▶ ASSIGNED TASK
Your reply should reproduce all the data below exactly while excluding the pictures.

[Opening RECORDS SUPPLIED section]

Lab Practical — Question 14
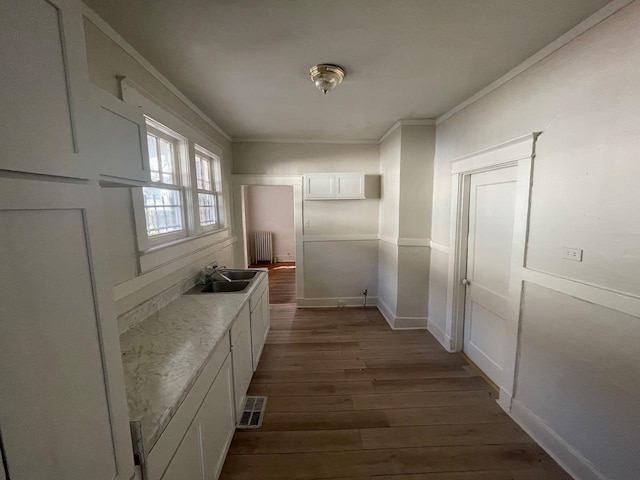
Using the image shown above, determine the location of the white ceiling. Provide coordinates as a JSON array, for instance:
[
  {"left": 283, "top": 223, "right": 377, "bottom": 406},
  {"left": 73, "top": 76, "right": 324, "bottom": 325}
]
[{"left": 84, "top": 0, "right": 610, "bottom": 141}]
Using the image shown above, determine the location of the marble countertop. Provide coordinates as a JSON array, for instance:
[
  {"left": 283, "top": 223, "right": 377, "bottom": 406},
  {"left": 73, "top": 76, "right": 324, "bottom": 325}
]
[{"left": 119, "top": 271, "right": 267, "bottom": 456}]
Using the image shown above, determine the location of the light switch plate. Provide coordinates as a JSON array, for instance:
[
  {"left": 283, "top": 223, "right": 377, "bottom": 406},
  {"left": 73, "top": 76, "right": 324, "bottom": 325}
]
[{"left": 562, "top": 247, "right": 583, "bottom": 262}]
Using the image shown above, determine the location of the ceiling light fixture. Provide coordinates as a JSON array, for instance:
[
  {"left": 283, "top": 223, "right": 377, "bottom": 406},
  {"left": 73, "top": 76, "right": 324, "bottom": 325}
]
[{"left": 309, "top": 64, "right": 345, "bottom": 94}]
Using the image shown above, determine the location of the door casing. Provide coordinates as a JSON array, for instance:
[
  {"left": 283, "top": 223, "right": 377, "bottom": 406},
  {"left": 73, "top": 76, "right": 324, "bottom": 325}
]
[{"left": 445, "top": 133, "right": 539, "bottom": 411}]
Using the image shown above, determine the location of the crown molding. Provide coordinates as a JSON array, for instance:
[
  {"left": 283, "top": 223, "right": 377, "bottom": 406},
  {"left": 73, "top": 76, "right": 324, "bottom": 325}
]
[
  {"left": 379, "top": 119, "right": 436, "bottom": 144},
  {"left": 233, "top": 137, "right": 379, "bottom": 145},
  {"left": 436, "top": 0, "right": 634, "bottom": 125},
  {"left": 82, "top": 3, "right": 232, "bottom": 142}
]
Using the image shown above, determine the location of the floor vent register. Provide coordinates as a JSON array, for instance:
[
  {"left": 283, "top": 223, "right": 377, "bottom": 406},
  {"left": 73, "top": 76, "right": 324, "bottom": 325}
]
[{"left": 237, "top": 396, "right": 267, "bottom": 429}]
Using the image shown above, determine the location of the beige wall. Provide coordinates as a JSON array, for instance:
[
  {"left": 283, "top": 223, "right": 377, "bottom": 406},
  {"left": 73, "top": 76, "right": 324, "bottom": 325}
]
[
  {"left": 245, "top": 185, "right": 295, "bottom": 262},
  {"left": 429, "top": 3, "right": 640, "bottom": 477},
  {"left": 84, "top": 16, "right": 235, "bottom": 317}
]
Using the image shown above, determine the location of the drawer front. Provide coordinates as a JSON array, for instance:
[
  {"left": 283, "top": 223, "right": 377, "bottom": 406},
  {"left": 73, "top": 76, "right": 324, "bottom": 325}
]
[{"left": 230, "top": 302, "right": 250, "bottom": 345}]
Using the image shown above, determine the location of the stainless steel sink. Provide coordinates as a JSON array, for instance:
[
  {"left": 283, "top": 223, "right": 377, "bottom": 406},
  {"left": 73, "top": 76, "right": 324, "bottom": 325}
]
[
  {"left": 200, "top": 280, "right": 250, "bottom": 293},
  {"left": 219, "top": 269, "right": 258, "bottom": 280}
]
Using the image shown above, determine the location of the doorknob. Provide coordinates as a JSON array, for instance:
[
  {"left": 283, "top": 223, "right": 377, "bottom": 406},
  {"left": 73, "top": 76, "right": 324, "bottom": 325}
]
[{"left": 461, "top": 278, "right": 471, "bottom": 286}]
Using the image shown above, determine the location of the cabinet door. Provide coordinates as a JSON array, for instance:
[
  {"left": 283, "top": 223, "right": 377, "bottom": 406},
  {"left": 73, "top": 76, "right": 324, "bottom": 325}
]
[
  {"left": 0, "top": 0, "right": 94, "bottom": 179},
  {"left": 261, "top": 289, "right": 271, "bottom": 343},
  {"left": 250, "top": 300, "right": 264, "bottom": 371},
  {"left": 89, "top": 86, "right": 151, "bottom": 185},
  {"left": 160, "top": 421, "right": 203, "bottom": 480},
  {"left": 0, "top": 178, "right": 134, "bottom": 480},
  {"left": 335, "top": 173, "right": 365, "bottom": 198},
  {"left": 199, "top": 357, "right": 235, "bottom": 480},
  {"left": 305, "top": 174, "right": 335, "bottom": 199},
  {"left": 232, "top": 327, "right": 253, "bottom": 422}
]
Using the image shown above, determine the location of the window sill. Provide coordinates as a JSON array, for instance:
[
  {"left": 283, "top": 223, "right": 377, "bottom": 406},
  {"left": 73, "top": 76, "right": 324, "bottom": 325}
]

[Closing RECORDS SUPPLIED section]

▶ RESULT BELOW
Lab Practical — Question 14
Using the image shown above, determine the location of the white ceiling. Provide coordinates as a JSON array, for instance:
[
  {"left": 283, "top": 223, "right": 377, "bottom": 406},
  {"left": 73, "top": 76, "right": 324, "bottom": 325}
]
[{"left": 84, "top": 0, "right": 610, "bottom": 141}]
Using the image shown above, determine the location of the marble countertop. Provide coordinates as a JSON array, for instance:
[
  {"left": 283, "top": 223, "right": 377, "bottom": 406},
  {"left": 73, "top": 76, "right": 324, "bottom": 325}
]
[{"left": 119, "top": 271, "right": 267, "bottom": 456}]
Using the image shown above, determine the location of the light switch plate. Provide coordinates as a JSON array, for instance:
[
  {"left": 283, "top": 223, "right": 377, "bottom": 406},
  {"left": 73, "top": 76, "right": 324, "bottom": 325}
]
[{"left": 562, "top": 247, "right": 583, "bottom": 262}]
Using the image shown above, determine the location of the ceiling light fixture. Provide coordinates as a JSON array, for instance:
[
  {"left": 283, "top": 223, "right": 377, "bottom": 406},
  {"left": 73, "top": 76, "right": 324, "bottom": 325}
]
[{"left": 309, "top": 64, "right": 345, "bottom": 94}]
Using the image shown above, determine the location of the door casing. Provide coordinates as a JSON array, for instance:
[
  {"left": 283, "top": 223, "right": 377, "bottom": 406},
  {"left": 73, "top": 76, "right": 324, "bottom": 325}
]
[{"left": 445, "top": 133, "right": 539, "bottom": 411}]
Using the image shown above, determine the location of the crown molding. Provide coordinates as a JSON array, for instance:
[
  {"left": 283, "top": 223, "right": 377, "bottom": 406},
  {"left": 73, "top": 76, "right": 324, "bottom": 325}
]
[
  {"left": 379, "top": 119, "right": 436, "bottom": 144},
  {"left": 233, "top": 137, "right": 379, "bottom": 145},
  {"left": 436, "top": 0, "right": 634, "bottom": 125},
  {"left": 82, "top": 3, "right": 232, "bottom": 142}
]
Using the image shown above, determine the location of the floor vent register. Provide coordinates as a JSON array, for instance:
[
  {"left": 283, "top": 223, "right": 377, "bottom": 406},
  {"left": 73, "top": 76, "right": 324, "bottom": 325}
]
[{"left": 237, "top": 396, "right": 267, "bottom": 429}]
Using the image shown above, determine the location of the beige wall. Provide coordinates as a JSON array, for instance:
[
  {"left": 283, "top": 223, "right": 377, "bottom": 406},
  {"left": 73, "top": 76, "right": 324, "bottom": 325}
]
[
  {"left": 245, "top": 185, "right": 295, "bottom": 262},
  {"left": 429, "top": 3, "right": 640, "bottom": 477},
  {"left": 84, "top": 16, "right": 235, "bottom": 317}
]
Using the image shown above, determine the location of the drawer front. Provide coordinates as a JSON array, for instance:
[
  {"left": 283, "top": 223, "right": 377, "bottom": 406},
  {"left": 73, "top": 76, "right": 324, "bottom": 325}
]
[{"left": 230, "top": 302, "right": 250, "bottom": 345}]
Using the image shown above, determine the location of the stainless steel sink. Provide coordinates as a JSON array, for instance:
[
  {"left": 283, "top": 223, "right": 377, "bottom": 406},
  {"left": 73, "top": 76, "right": 324, "bottom": 325}
]
[
  {"left": 200, "top": 280, "right": 250, "bottom": 293},
  {"left": 219, "top": 269, "right": 258, "bottom": 280}
]
Using the image shown above, determine the location of the doorknob. Provide coordinates as a JSON array, for instance:
[
  {"left": 283, "top": 223, "right": 377, "bottom": 406},
  {"left": 73, "top": 76, "right": 324, "bottom": 325}
]
[{"left": 461, "top": 278, "right": 471, "bottom": 286}]
Using the image shown above, determine the location of the cabinet door. Provide coordinates as a JSON array, for instance:
[
  {"left": 283, "top": 223, "right": 377, "bottom": 406},
  {"left": 73, "top": 76, "right": 324, "bottom": 325}
]
[
  {"left": 0, "top": 0, "right": 94, "bottom": 179},
  {"left": 261, "top": 289, "right": 271, "bottom": 343},
  {"left": 250, "top": 300, "right": 264, "bottom": 371},
  {"left": 89, "top": 86, "right": 151, "bottom": 185},
  {"left": 160, "top": 421, "right": 203, "bottom": 480},
  {"left": 0, "top": 178, "right": 134, "bottom": 480},
  {"left": 335, "top": 173, "right": 365, "bottom": 198},
  {"left": 199, "top": 357, "right": 235, "bottom": 480},
  {"left": 305, "top": 174, "right": 335, "bottom": 199},
  {"left": 232, "top": 327, "right": 253, "bottom": 422}
]
Using the image shown above, determine the location of the window sill. Provide coordinates as a JSON array, for instance:
[
  {"left": 283, "top": 223, "right": 377, "bottom": 406},
  {"left": 73, "top": 76, "right": 324, "bottom": 325}
]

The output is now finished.